What is required | Select every line of the data below that contains the string "tire", and copy those lines. Case counts.

>> Start

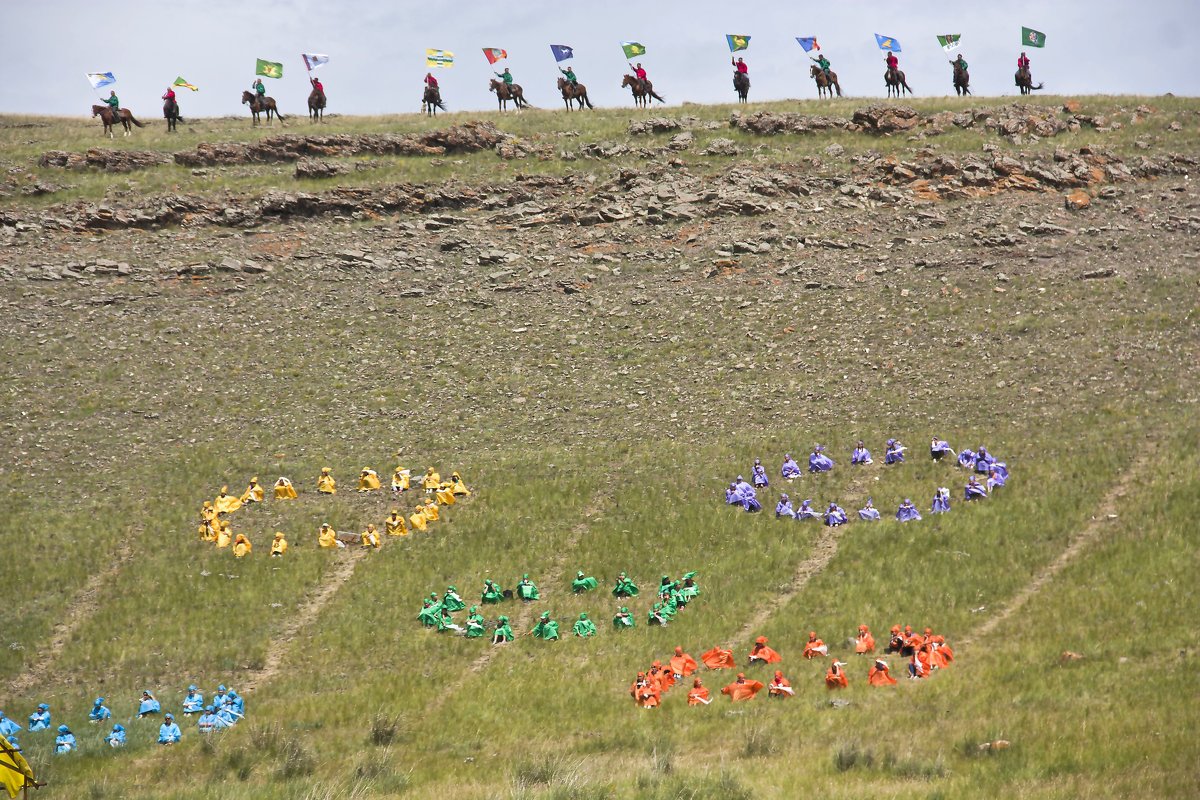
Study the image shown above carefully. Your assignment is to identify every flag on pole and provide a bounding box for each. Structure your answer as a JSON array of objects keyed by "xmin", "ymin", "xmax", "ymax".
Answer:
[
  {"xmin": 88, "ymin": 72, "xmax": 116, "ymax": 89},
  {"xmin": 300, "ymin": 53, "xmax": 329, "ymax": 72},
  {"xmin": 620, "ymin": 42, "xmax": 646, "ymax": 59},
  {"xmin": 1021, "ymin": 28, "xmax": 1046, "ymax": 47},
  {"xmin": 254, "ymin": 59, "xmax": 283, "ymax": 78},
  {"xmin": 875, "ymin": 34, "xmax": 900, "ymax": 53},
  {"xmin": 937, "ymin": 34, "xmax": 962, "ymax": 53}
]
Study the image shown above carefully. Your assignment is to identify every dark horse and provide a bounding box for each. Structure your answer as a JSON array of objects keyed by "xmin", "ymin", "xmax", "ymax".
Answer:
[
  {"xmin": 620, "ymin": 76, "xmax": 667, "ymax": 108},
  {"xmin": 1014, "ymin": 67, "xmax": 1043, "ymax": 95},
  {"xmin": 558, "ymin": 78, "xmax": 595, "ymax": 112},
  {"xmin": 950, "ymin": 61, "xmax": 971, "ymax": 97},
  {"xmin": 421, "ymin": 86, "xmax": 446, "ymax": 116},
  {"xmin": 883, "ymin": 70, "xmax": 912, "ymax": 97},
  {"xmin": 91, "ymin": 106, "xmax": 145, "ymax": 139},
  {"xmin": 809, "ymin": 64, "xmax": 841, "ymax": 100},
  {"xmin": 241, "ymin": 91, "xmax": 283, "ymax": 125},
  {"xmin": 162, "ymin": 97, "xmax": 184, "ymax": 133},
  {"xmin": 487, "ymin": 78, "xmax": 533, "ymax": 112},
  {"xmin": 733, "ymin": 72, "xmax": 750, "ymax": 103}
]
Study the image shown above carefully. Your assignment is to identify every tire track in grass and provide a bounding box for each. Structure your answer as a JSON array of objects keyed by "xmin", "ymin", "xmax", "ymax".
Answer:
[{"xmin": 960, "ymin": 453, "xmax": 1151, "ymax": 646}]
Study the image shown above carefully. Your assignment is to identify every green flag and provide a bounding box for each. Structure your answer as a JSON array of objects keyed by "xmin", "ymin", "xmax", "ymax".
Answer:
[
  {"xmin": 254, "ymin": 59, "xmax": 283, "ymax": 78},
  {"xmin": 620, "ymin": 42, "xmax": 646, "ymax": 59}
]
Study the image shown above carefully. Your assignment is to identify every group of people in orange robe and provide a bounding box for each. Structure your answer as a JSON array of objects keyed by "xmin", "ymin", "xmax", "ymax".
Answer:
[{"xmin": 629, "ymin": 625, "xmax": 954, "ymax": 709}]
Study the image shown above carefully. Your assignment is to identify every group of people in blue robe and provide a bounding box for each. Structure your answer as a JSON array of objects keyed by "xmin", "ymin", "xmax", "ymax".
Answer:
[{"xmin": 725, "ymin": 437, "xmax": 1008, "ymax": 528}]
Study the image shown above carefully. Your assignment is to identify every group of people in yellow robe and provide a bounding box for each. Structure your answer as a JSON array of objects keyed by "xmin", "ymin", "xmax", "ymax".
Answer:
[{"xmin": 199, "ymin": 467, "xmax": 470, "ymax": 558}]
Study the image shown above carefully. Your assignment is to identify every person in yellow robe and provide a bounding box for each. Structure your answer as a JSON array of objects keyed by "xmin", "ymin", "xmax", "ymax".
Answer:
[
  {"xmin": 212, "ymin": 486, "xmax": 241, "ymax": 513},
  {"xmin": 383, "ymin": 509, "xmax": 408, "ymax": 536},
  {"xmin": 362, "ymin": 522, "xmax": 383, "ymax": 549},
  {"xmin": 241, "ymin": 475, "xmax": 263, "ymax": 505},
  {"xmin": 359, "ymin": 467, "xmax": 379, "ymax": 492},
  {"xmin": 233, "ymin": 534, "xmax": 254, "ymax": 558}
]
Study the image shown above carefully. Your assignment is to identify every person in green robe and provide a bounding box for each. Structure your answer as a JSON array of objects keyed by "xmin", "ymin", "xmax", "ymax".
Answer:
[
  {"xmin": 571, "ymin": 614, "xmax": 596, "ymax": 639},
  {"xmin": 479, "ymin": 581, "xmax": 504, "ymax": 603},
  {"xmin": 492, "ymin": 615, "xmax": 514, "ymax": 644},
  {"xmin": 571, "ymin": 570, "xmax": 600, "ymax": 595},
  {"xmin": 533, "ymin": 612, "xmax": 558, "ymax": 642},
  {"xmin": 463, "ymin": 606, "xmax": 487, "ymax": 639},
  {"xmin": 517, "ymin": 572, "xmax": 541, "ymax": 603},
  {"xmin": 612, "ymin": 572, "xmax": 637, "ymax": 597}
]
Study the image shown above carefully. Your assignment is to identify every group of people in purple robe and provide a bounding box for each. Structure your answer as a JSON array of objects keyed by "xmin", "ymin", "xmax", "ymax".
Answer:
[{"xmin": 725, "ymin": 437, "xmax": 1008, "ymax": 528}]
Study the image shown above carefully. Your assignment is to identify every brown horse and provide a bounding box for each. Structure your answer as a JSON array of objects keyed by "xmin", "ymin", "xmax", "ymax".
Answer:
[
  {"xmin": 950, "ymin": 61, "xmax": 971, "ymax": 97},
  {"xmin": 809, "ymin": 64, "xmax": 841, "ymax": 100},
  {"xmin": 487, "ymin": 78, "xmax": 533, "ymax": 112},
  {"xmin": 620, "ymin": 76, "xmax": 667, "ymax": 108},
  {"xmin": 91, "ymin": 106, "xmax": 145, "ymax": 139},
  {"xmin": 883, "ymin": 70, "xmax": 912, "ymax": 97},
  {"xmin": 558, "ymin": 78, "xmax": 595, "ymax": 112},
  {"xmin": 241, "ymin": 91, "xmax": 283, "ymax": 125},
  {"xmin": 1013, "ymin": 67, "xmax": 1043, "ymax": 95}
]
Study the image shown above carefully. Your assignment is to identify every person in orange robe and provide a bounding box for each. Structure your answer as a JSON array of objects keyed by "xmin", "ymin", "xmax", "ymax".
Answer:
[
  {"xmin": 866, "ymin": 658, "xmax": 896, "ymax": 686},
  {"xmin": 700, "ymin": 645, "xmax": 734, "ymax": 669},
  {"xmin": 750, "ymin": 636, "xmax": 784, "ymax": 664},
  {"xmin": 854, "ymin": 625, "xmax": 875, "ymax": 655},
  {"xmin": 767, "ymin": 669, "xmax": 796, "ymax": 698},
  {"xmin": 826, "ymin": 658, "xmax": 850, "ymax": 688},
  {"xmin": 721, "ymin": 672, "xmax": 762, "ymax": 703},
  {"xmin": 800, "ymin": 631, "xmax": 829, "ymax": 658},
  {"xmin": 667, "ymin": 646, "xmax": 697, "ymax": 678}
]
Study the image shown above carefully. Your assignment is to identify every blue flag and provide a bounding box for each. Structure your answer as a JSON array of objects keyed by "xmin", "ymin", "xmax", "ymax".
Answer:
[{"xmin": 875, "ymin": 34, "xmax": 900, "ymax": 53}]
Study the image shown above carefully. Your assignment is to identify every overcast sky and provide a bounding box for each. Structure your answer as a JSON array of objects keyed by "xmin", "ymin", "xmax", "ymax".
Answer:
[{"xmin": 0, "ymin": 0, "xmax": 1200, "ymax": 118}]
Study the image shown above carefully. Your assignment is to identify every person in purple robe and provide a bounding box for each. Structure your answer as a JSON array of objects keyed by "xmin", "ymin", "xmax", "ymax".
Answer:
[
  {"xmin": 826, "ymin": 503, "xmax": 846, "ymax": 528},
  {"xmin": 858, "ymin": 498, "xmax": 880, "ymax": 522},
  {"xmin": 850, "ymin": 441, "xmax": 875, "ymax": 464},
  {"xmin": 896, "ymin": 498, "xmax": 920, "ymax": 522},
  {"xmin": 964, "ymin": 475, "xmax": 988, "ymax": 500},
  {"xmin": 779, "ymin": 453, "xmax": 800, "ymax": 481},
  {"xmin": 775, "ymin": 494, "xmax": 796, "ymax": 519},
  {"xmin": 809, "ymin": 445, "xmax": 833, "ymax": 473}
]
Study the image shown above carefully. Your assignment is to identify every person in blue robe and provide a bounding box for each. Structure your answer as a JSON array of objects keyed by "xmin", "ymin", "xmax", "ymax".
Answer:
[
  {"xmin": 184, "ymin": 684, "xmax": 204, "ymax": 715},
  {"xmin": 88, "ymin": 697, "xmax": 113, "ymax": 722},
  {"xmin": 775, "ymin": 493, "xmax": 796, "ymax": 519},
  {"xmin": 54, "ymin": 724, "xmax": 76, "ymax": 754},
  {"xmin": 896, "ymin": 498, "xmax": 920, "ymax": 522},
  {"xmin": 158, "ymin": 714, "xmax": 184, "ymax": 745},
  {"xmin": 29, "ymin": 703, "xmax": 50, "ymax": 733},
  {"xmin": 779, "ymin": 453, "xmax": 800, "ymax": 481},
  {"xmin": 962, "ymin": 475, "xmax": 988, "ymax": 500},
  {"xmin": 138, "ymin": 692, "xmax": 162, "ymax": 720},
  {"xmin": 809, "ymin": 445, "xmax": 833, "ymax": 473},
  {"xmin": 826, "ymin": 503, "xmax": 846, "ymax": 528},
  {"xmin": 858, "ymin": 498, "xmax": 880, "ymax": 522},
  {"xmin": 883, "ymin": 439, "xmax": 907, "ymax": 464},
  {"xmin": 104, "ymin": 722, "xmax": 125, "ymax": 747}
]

>> End
>> Start

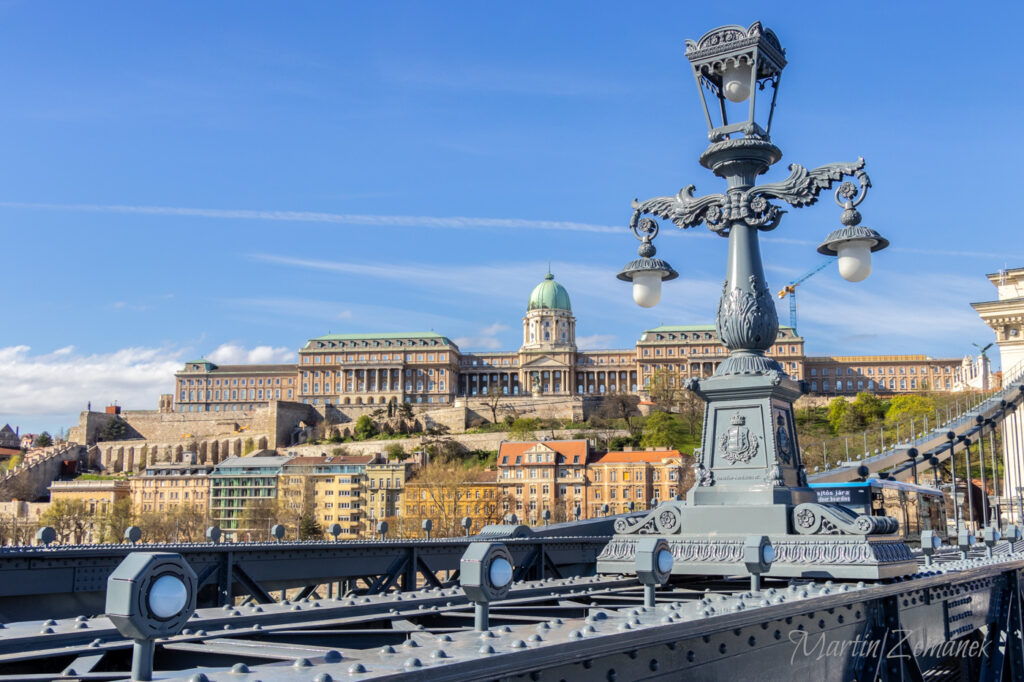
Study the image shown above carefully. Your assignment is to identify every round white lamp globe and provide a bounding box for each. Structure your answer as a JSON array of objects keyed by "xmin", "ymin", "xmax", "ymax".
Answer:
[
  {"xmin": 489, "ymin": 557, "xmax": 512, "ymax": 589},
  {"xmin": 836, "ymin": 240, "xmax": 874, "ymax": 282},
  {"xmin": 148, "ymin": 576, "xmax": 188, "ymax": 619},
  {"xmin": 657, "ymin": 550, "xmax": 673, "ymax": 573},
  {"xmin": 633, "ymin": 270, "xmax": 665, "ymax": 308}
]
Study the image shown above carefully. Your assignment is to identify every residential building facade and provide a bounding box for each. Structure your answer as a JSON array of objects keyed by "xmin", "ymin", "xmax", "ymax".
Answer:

>> End

Written solution |
Study the image shown above carefully. Your assignment is to identify every tire track in grass and provide a bounding box for each. Structure your answer as a JSON array of objects keyed by "xmin", "ymin", "xmax", "ymax".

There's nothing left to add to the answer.